Records excerpted from a collection:
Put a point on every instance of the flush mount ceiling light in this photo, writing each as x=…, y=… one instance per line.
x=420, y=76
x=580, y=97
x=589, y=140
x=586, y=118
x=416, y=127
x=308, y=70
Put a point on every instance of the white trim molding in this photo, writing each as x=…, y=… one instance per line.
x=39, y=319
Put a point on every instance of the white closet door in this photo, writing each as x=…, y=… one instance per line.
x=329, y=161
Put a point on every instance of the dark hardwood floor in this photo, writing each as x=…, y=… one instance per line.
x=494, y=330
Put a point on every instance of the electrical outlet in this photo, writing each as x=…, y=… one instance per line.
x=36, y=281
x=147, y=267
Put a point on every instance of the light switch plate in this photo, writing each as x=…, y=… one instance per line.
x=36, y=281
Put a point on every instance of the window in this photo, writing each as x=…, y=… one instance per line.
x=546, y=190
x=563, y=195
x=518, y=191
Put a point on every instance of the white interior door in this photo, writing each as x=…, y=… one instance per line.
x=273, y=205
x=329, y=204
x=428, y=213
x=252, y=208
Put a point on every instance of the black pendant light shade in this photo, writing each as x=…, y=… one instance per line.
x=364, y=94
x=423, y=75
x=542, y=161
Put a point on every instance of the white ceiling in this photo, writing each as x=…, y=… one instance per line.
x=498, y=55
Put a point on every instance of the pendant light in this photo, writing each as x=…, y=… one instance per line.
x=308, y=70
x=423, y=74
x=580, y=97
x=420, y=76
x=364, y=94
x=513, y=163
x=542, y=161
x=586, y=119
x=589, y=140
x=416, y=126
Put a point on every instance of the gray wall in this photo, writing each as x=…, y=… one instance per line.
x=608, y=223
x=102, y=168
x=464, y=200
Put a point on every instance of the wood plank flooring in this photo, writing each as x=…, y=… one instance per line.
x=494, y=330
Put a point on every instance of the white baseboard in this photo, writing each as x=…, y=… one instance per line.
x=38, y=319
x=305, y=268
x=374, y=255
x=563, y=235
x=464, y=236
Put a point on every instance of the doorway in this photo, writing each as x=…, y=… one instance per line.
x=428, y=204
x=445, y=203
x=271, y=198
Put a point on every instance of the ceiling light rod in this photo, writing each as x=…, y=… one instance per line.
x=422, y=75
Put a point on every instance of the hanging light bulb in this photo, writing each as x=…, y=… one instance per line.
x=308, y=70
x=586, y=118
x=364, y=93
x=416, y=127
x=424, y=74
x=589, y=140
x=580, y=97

EXERCISE GOAL:
The data must be given again in full, exactly as written.

WRITTEN REPLY:
Put a point on every instance of the flush mount ceiling light in this photo, writing each as x=…, y=… one instance per line.
x=420, y=76
x=580, y=97
x=589, y=140
x=586, y=118
x=416, y=127
x=308, y=70
Put a point on every instance of the white trim molding in this photo, writing each as x=…, y=… one instance per line.
x=39, y=319
Put a point on every instance of the white closet door in this photo, writing each as x=…, y=… one instance per line.
x=329, y=161
Put a point on every instance of the dark hardwood floor in this photo, writing each as x=…, y=… one instance per line.
x=494, y=330
Put a point on every instance of the electrical outlet in this photo, writing each as x=…, y=… one instance per line.
x=36, y=281
x=147, y=267
Put a point on every instance of the light switch plate in this photo, writing each as x=…, y=… one instance per line.
x=36, y=281
Put a point on every instance of the window in this photo, writing each as x=…, y=… one instance per line.
x=546, y=190
x=563, y=195
x=518, y=191
Put a point on every instance of the white interior door in this photo, writing each as x=…, y=… one instance per line.
x=273, y=205
x=329, y=204
x=428, y=213
x=252, y=208
Put a point on every instance of the black pendant light shade in this photo, writing each as x=…, y=… one instance per line.
x=364, y=94
x=423, y=75
x=542, y=161
Put a point on every instance of the white ceiling in this photo, writing each as x=…, y=… one instance per line.
x=498, y=55
Put a point on every instance of the pendant light in this photo, writing each as x=…, y=… one instance per line.
x=308, y=70
x=423, y=74
x=580, y=97
x=420, y=76
x=364, y=94
x=513, y=163
x=542, y=161
x=586, y=119
x=589, y=140
x=416, y=126
Put a point on every instance of the gray wall in this photo, writing each as x=…, y=… one instance per line.
x=608, y=223
x=102, y=168
x=464, y=200
Put a point on every instance of the wood plank flooring in this photo, writing each as x=…, y=… one instance per line.
x=494, y=330
Put a point on every instance of the white baseboard in this photo, writing each as x=…, y=… one instance per line.
x=38, y=319
x=305, y=268
x=374, y=255
x=563, y=235
x=464, y=236
Put a point on every instance of the doorway in this photo, writing each as x=…, y=… one instance per line.
x=428, y=204
x=445, y=203
x=271, y=198
Put a point on every instance of the ceiling light rod in this photo, writing each as x=…, y=… one instance per line.
x=422, y=75
Put a point on every instance of the hanging light bulb in this photo, writing each as x=…, y=… one instance per line.
x=308, y=70
x=586, y=118
x=364, y=93
x=416, y=127
x=424, y=74
x=589, y=140
x=580, y=97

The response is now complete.